### [DOCUMENT SECTION]
Allowing for the long-terms absence of Josh van der Flier and Dan Leavy, retaining an unchanged starting XV is a statement of Leinster’s relative health for their day of destiny with Saracens at St James’ Park tomorrow, although Leo Cullen maintained there were still some difficult conversations with players.
Uppermost amongst these were assuredly those with Ed Byrne, Andrew Porter and Caelan Doris. Having featured in that semi-final win over Toulouse, Byrne and Doris miss out due to the decision to promote Jack McGrath to the bench and the return of the fit-again Rhys Ruddock, while despite being fit again, Porter misses out to Michael Bent, who is retained in the matchday 23.
“There’s a couple of guys who had to get some bad news this week, even though the 15 is the same there were a couple of tweaks along the way and a couple of changes on the bench as well,” said Cullen at Leinster’s eve-of-final press conference in Newcastle United’s iconic home ground today.
“Some of the selection decisions certainly weren’t taken lightly. It means a huge amount to the wider group, a lot of guys that aren’t involved in the 23 prepared the team this week and it is also hugely important to the overall outcomes and the levels of performance that we see at the weekends.
“So some tough decisions. This 15 did a good job in the semi-final, there’s always temptations as coaches to tweak with that but we’re going with the same team.”

### [AIM]
Please repeat the article on Leinster's team selection word for word. The lines that come next are from a different source.

### [RAW DATA]
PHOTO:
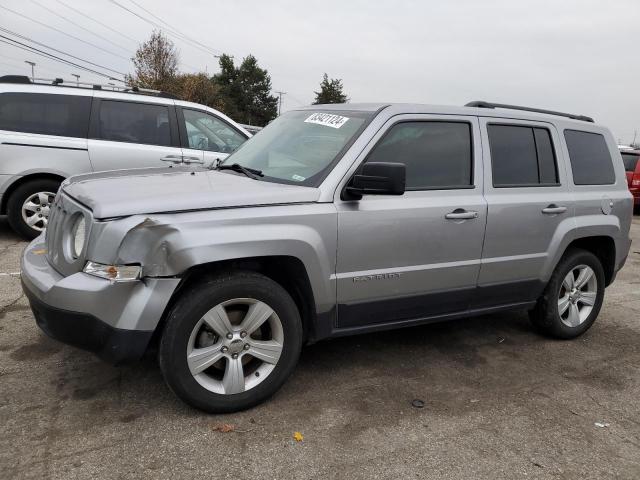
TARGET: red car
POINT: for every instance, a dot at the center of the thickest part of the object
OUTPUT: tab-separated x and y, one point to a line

### [ANSWER TO THIS TASK]
Allowing for the long-terms absence of Josh van der Flier and Dan Leavy, retaining an unchanged starting XV is a statement of Leinster’s relative health for their day of destiny with Saracens at St James’ Park tomorrow, although Leo Cullen maintained there were still some difficult conversations with players.
Uppermost amongst these were assuredly those with Ed Byrne, Andrew Porter and Caelan Doris. Having featured in that semi-final win over Toulouse, Byrne and Doris miss out due to the decision to promote Jack McGrath to the bench and the return of the fit-again Rhys Ruddock, while despite being fit again, Porter misses out to Michael Bent, who is retained in the matchday 23.
“There’s a couple of guys who had to get some bad news this week, even though the 15 is the same there were a couple of tweaks along the way and a couple of changes on the bench as well,” said Cullen at Leinster’s eve-of-final press conference in Newcastle United’s iconic home ground today.
“Some of the selection decisions certainly weren’t taken lightly. It means a huge amount to the wider group, a lot of guys that aren’t involved in the 23 prepared the team this week and it is also hugely important to the overall outcomes and the levels of performance that we see at the weekends.
“So some tough decisions. This 15 did a good job in the semi-final, there’s always temptations as coaches to tweak with that but we’re going with the same team.”